• [EXERCISE PASSAGE]:
◇ ◇ ◇ ◇ ◇
Bishop and Abbot of Ardbraccan Venerable
- Died: c. 657
- Venerated in: Catholic Church
- Canonized: Pre-Congregation
- Feast: 4 September
- Patronage: children, paediatricians

= Ultan of Ardbraccan =

Ultan of Ardbraccan (died c. 657) also known as Ultan the Scribe, was an Irish monk and Abbot-Bishop of Ardbraccan during the 7th century. He is venerated as a saint in the Catholic Church, with his feast day being celebrated on 4 September.

==Life==
Tradition has said he was an uncle of Brigid of Kildare; however, this is not chronologically possible. He collected a life of her for his pupil, St. Broccán Clóen of Rostuirc, in Ossory. The Irish Annals describe St. Ultan as of the royal race of O'Connor. Ultan was a disciple and kinsman of St. Declan, who made him bishop of Ardbraccan. He succeeded St. Breccan as Abbot-Bishop of Ardbraccan around 570.

Ultan founded a school, educating and feeding its poor students, and was noted for his work in collecting the writings of St. Brigid and illuminating them. One of his students was Tírechán. He was also known for his beautiful hymns. His Latin hymn, commencing "Christus in nostra insula", is incorporated in the Solesmes Chant books.
◇ ◇ ◇ ◇ ◇
• [ASSIGNED TASK A]:
Answer these from the text about Ultan of Ardbraccan:
(i) Who is he the patron of?
(ii) Which student of his school does the text name?
(iii) In what books is his Latin hymn included?
• [ASSIGNED TASK B]: Write out the part of the Ultan of Ardbraccan text between "Bishop and Abbot" and "on 4 September.", inclusive.
The rows after this text have nothing to do with it.
◇ ◇ ◇ ◇ ◇
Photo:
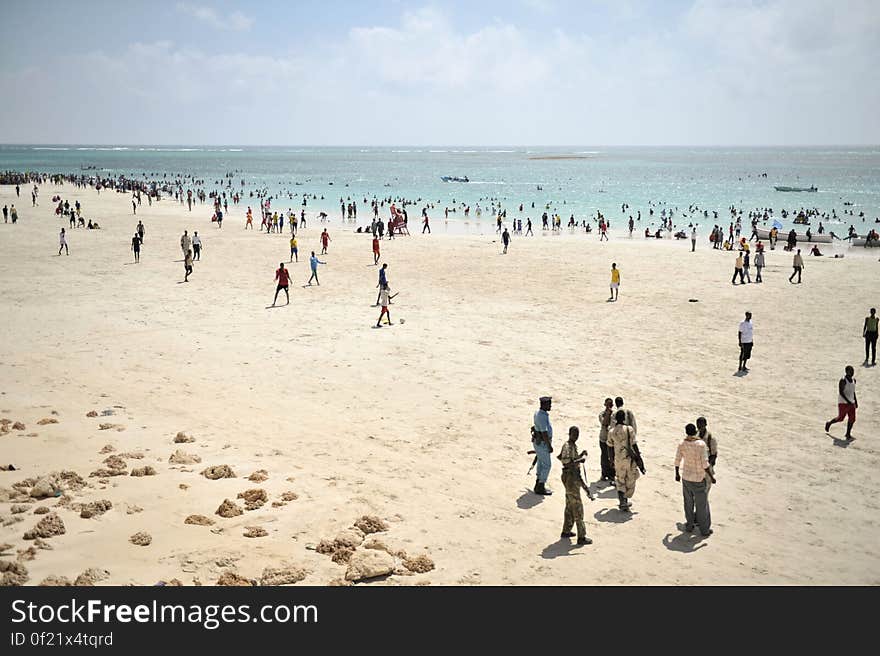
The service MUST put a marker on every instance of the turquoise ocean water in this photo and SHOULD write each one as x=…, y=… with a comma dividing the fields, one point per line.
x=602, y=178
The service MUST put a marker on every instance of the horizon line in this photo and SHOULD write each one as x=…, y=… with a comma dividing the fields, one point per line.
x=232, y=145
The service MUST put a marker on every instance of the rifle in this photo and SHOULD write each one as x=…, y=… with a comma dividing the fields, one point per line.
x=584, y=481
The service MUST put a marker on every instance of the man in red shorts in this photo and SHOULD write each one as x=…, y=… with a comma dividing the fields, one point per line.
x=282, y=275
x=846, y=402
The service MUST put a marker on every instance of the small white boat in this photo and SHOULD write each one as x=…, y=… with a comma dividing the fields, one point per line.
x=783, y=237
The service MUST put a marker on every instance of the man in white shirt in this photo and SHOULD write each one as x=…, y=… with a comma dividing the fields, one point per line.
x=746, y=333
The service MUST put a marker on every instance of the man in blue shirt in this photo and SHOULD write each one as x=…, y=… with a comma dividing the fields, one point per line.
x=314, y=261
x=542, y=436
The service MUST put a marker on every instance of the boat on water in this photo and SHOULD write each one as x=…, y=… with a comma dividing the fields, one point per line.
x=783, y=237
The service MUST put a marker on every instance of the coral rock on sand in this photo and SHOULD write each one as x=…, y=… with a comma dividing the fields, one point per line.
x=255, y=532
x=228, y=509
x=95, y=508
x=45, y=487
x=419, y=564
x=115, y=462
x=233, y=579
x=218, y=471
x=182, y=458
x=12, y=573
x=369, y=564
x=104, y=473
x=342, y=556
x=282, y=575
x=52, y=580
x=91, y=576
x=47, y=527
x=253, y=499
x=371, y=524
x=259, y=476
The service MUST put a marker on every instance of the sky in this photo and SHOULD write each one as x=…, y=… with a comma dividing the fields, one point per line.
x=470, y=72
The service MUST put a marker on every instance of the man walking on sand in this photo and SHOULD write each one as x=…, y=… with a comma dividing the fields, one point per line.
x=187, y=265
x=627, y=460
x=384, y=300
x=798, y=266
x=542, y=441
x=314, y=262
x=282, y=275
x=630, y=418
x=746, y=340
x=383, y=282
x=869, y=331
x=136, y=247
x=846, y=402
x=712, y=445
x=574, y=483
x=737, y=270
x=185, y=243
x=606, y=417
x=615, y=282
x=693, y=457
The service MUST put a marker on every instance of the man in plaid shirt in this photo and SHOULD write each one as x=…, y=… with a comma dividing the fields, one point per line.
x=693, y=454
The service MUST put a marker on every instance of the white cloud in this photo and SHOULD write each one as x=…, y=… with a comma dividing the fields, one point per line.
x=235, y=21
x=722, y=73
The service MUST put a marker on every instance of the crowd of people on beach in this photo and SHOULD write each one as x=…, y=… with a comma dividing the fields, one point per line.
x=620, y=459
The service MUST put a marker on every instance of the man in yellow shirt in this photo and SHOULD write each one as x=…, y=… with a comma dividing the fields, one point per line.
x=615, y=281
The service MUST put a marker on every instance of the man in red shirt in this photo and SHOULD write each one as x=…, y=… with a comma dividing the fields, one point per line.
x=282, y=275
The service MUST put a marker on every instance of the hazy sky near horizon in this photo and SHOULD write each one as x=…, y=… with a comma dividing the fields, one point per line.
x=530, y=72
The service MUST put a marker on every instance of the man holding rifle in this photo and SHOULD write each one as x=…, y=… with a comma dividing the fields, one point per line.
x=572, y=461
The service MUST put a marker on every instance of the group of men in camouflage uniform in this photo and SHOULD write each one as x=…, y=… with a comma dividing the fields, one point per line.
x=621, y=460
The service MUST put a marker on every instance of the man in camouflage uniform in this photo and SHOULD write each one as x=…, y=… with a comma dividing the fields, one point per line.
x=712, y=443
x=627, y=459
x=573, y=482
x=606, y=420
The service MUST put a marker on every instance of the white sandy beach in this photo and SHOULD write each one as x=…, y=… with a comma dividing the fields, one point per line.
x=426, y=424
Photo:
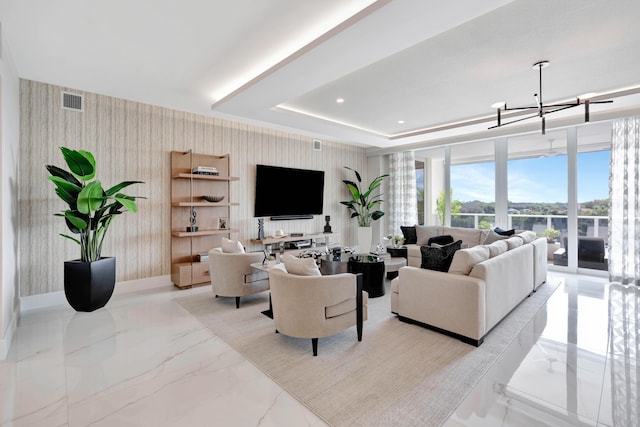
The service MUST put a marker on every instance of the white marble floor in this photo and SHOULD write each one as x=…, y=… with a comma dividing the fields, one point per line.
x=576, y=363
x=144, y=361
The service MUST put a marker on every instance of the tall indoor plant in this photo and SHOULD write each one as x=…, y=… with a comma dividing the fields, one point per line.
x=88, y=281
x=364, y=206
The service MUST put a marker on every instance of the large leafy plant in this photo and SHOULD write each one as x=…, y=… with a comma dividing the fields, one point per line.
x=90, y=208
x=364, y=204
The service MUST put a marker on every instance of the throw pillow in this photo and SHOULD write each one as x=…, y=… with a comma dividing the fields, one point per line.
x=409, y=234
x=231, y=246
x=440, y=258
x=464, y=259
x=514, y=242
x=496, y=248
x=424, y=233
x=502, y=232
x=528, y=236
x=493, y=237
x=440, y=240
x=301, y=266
◇ ◇ ◇ ◇ ◇
• [REPLY A]:
(i) Children and paediatricians.
(ii) Tírechán.
(iii) The Solesmes Chant books.

• [REPLY B]:
Bishop and Abbot of Ardbraccan Venerable
- Died: c. 657
- Venerated in: Catholic Church
- Canonized: Pre-Congregation
- Feast: 4 September
- Patronage: children, paediatricians

= Ultan of Ardbraccan =

Ultan of Ardbraccan (died c. 657) also known as Ultan the Scribe, was an Irish monk and Abbot-Bishop of Ardbraccan during the 7th century. He is venerated as a saint in the Catholic Church, with his feast day being celebrated on 4 September.